▶ **Task goal**
Answer these from the event listing below:
(a) At what venue is the talk held?
(b) How much does it cost to attend?
(c) What did Jennifer Teege recognize in the library book?

▶ **Excerpt provided**
============
Apr

5 2017

Open Book with Jennifer Teege

7:00PM - 9:00PM  

Lourdes University Franciscan Center 6832 Convent Blvd
Sylvania, OH 43560

http://www.lourdes.edu/about-lourdes/franciscan-center-rentals/

Wednesday, April 5, 2017 at 7 p.m.

Lourdes University Franciscan Center 

6832 Convent Blvd, Sylvania

FREE

 

Jennifer Teege, author of the internationally bestselling memoir My Grandfather Would Have Shot Me: A Black Woman Discovers Her Family%u2019s Nazi Past, will speak locally April 5, 2017.

 

When Jennifer Teege, a German-Nigerian woman, happened to pluck a library book from the shelf, she had no idea that her life would be changed forever. Recognizing photos of her mother and grandmother in the book, she discovers a horrifying fact: her true ancestry.
============
▶ **Provided records**
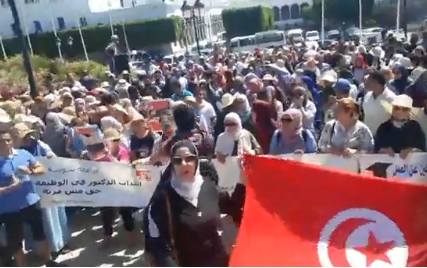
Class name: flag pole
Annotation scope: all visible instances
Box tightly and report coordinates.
[0,35,7,60]
[108,1,114,36]
[122,20,130,57]
[50,18,64,62]
[320,0,325,45]
[77,19,89,61]
[359,0,363,38]
[19,2,34,56]
[395,0,400,35]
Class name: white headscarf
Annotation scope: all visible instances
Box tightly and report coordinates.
[215,113,252,155]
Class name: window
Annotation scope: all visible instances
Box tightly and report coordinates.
[33,20,43,33]
[10,23,18,35]
[56,17,66,31]
[80,17,87,27]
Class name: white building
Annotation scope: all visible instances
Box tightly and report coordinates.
[0,0,187,37]
[0,0,312,37]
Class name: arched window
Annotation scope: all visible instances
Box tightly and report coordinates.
[273,6,281,21]
[280,5,291,20]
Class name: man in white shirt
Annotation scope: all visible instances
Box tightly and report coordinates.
[363,71,396,136]
[196,87,216,132]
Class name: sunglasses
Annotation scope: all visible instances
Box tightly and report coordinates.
[280,118,294,123]
[171,155,197,166]
[393,106,411,112]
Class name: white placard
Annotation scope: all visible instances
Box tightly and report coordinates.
[359,153,427,184]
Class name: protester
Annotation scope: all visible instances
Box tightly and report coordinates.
[375,95,426,156]
[0,132,60,266]
[215,112,261,164]
[269,108,317,155]
[145,141,245,267]
[319,98,374,157]
[101,128,137,249]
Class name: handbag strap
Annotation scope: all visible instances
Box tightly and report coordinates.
[164,191,179,266]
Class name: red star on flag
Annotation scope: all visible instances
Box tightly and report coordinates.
[353,232,395,267]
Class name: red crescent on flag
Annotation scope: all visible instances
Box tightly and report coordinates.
[328,218,373,267]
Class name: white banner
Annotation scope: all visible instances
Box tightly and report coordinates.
[33,153,427,207]
[32,158,160,207]
[359,153,427,184]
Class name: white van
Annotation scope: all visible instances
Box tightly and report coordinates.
[286,29,304,42]
[255,30,286,49]
[230,35,257,52]
[305,31,320,42]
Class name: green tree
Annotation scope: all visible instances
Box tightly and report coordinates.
[302,0,374,25]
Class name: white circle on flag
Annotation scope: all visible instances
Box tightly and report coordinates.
[317,208,409,267]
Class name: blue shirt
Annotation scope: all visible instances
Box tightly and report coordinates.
[0,149,40,214]
[270,130,317,155]
[171,89,193,101]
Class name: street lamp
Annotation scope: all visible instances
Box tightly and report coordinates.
[8,0,39,99]
[67,36,74,47]
[181,0,205,56]
[55,36,64,62]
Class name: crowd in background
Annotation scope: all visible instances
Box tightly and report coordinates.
[0,29,427,266]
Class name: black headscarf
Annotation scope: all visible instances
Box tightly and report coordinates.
[173,104,196,133]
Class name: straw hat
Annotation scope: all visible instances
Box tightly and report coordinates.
[221,93,234,108]
[369,46,385,59]
[13,123,36,140]
[381,94,415,116]
[104,128,122,141]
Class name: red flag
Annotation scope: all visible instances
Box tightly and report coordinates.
[230,156,427,267]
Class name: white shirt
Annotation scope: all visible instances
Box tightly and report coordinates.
[363,88,396,136]
[200,100,216,122]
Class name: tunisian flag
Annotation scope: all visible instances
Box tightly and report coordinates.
[230,156,427,267]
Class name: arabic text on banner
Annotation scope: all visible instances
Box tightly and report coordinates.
[33,158,160,207]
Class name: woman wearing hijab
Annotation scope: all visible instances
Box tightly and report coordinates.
[353,54,368,84]
[289,86,317,134]
[234,93,256,133]
[143,141,245,267]
[215,113,262,163]
[269,108,317,155]
[375,95,426,159]
[252,89,277,153]
[42,112,70,157]
[300,76,323,130]
[14,123,71,258]
[389,64,413,95]
[163,103,218,157]
[101,116,130,148]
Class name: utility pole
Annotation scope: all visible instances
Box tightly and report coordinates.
[403,0,408,40]
[8,0,39,99]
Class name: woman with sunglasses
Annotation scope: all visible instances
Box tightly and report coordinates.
[144,141,245,267]
[101,128,136,249]
[375,95,426,159]
[269,108,317,155]
[319,98,374,157]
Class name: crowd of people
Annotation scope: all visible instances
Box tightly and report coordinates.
[0,30,427,266]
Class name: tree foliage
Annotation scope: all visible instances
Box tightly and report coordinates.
[302,0,374,25]
[221,6,274,38]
============
▶ **The completed task**
(a) Lourdes University Franciscan Center, 6832 Convent Blvd, Sylvania, OH 43560
(b) It is free.
(c) Photos of her mother and grandmother